Description of the task: Starting with the line that contains "Identify all instances of rusty corrugated" and going on through the line that contains "[98,2,835,554]", write out only those lines again, with "wooden" changed to "timber" everywhere and everything else left the same.

Records supplied:
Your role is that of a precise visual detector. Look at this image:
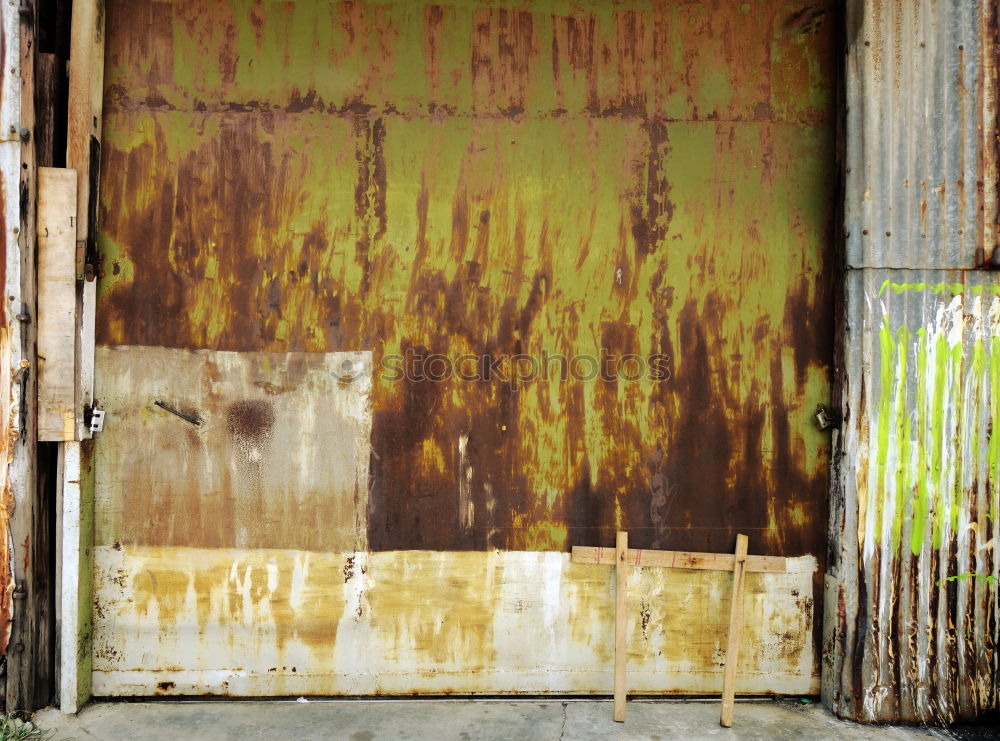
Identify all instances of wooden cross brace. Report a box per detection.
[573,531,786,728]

* * *

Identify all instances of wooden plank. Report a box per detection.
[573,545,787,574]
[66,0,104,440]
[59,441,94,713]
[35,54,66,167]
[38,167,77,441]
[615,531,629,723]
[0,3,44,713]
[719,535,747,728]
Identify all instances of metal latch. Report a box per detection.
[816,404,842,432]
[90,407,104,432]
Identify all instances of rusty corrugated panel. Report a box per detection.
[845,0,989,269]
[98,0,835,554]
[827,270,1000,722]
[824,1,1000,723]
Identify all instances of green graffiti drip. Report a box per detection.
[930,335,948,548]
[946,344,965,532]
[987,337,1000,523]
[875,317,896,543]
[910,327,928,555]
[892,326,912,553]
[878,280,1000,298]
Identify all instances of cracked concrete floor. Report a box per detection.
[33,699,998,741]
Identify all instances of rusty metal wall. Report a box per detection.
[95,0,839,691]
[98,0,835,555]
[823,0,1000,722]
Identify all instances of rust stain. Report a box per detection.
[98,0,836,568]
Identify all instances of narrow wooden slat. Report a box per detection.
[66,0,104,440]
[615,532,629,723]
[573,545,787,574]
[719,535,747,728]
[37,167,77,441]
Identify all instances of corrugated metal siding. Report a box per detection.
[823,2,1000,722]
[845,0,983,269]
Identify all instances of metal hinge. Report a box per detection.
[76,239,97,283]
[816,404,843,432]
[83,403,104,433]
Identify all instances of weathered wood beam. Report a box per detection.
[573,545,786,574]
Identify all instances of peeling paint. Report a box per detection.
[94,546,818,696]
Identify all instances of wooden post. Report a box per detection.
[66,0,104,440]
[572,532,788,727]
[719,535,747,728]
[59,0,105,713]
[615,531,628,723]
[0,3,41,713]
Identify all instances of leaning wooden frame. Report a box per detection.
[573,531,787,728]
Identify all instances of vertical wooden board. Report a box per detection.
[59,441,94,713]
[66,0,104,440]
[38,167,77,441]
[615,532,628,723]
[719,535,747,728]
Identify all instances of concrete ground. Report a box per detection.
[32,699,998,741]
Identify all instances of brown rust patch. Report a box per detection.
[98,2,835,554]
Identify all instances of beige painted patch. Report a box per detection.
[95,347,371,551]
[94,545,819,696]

Exercise answer:
Identify all instances of rusty corrugated panel. Report a box per detection.
[845,0,989,269]
[98,0,835,554]
[827,270,1000,722]
[824,1,1000,723]
Identify all instances of green graffiti drip. Report a box per detection.
[930,335,948,548]
[946,344,965,532]
[987,337,1000,523]
[875,317,896,543]
[910,327,928,555]
[892,326,912,553]
[878,280,1000,298]
Identify all instances of cracked concrete floor. Report a box per detection.
[33,699,998,741]
Identify all instances of rusty metal wall. Report a box per detection.
[95,0,839,691]
[98,0,835,555]
[823,0,1000,722]
Identify all instances of rust stain. Report a box per detection.
[98,0,836,568]
Identify all instances of narrow timber slat. Report a box per detection.
[66,0,104,440]
[615,532,629,723]
[573,545,787,574]
[719,535,747,728]
[37,167,77,441]
Identify all instances of corrugated metal siding. Report a box per detection.
[823,2,1000,722]
[845,0,983,269]
Identify all instances of metal hinge. Report a box per detection.
[76,239,97,283]
[816,404,843,432]
[83,403,104,433]
Identify all instances of weathered wood beam. Report a box per detection.
[573,545,786,574]
Identify all instances of peeling paint. Report a box per detection.
[94,546,818,696]
Identify all instances of timber post. Report a box per detection.
[66,0,104,440]
[572,532,788,727]
[719,535,747,728]
[59,0,105,713]
[615,531,628,723]
[0,3,41,713]
Identify all instances of leaning timber frame. Report a box per detection.
[573,531,787,728]
Identify all instances of vertical timber board. Report a box per detection.
[59,441,94,713]
[66,0,104,440]
[38,167,77,441]
[615,532,628,723]
[719,535,747,728]
Identify all instances of concrete ground. Report a box per detection.
[32,699,998,741]
Identify all instances of brown rust patch. Report a box per detection.
[98,2,835,554]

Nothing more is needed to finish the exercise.